* [PAGE TEXT]:
--

Entering edit mode
9.3 years ago
espop23
▴
60
I have data from gencode which looks like this:
chr1 ENSEMBL gene 17369 17436 . - . gene_id "ENSG00000278267.1"; gene_type "miRNA"; gene_status "KNOWN"; gene_name "MIR6859-1"; level 3;
chr1 ENSEMBL gene 30366 30503 . + . gene_id "ENSG00000274890.1"; gene_type "miRNA"; gene_status "KNOWN"; gene_name "MIR1302-2"; level 3;
chr1 ENSEMBL gene 157784 157887 . - . gene_id "ENSG00000222623.1"; gene_type "snRNA"; gene_status "KNOWN"; gene_name "RNU6-1100P"; level 3;
I have tried using gffutils, but I get an error with this code:
import gffutils
db = gffutils.create_db("sRNA.gene.gtf", dbfn='sRNA.gene.gtf.db')
print(list(db.featuretypes()))
# ['CDS', 'exon', 'gene', 'start_codon', 'stop_codon', 'transcript']
# Here's how to write genes out to file
with open('sRNA.gene.gtf', 'w') as fout:
for gene in db.features_of_type('gene'):
fout.write(str(gene) + '\n')
Where it says
ImportError: cannot import name 'feature'.
Can someone please offer suggestions on the best way to parse such GTF files?
If I use your example GTF file and your example code, it works -- with the exception that the list of featuretypes is ['gene'] since only gene features are in your example GTF.

--

* [GIVEN MATERIAL]:
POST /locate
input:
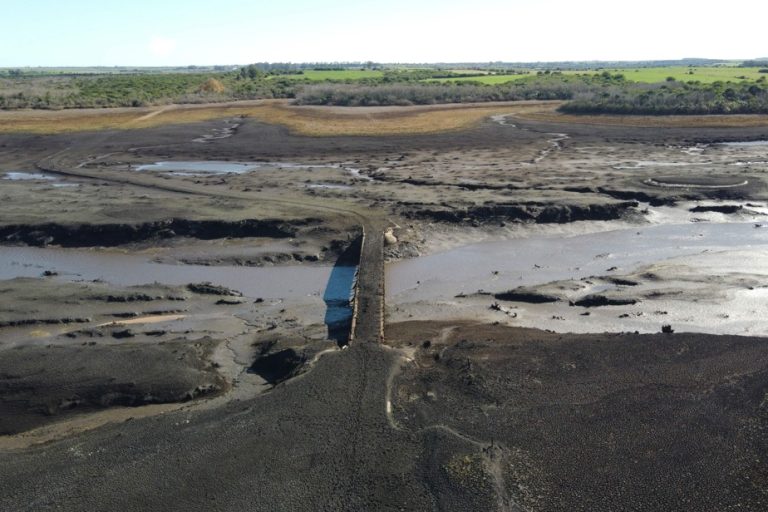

--

* [TASKS TO COMPLETE]:
**1.** Reproduce part of the GTF parsing thread word for word, beginning at the words "print(list(db.featuretypes()))" and stopping after "such GTF files?".
**2.** Write the next part of the GTF parsing thread, picking up after its last sentence.

* [ANSWERS BELOW]:
**1.**
print(list(db.featuretypes()))
# ['CDS', 'exon', 'gene', 'start_codon', 'stop_codon', 'transcript']
# Here's how to write genes out to file
with open('sRNA.gene.gtf', 'w') as fout:
for gene in db.features_of_type('gene'):
fout.write(str(gene) + '\n')
Where it says
ImportError: cannot import name 'feature'.
Can someone please offer suggestions on the best way to parse such GTF files?

**2.**
Can you provide a minimal example (complete code and input) that reproduces the error?
More generally, what is your end goal? It may not be necessary to create a database. For example, you can use gffutils just for parsing a GTF file (with the
gffutils.FeatureIterator
class).Last, see some hints at A: GFFutils very slow at creating database file. Any Idea why..? for using GENCODE GTF files which now already include features for genes and transcripts.
Hello espop23!
It appears that your post has been cross-posted to another site: https://www.reddit.com/r/bioinformatics/comments/3rvn3g/help_parsing_gtf_file/
This is typically not recommended as it runs the risk of annoying people in both communities.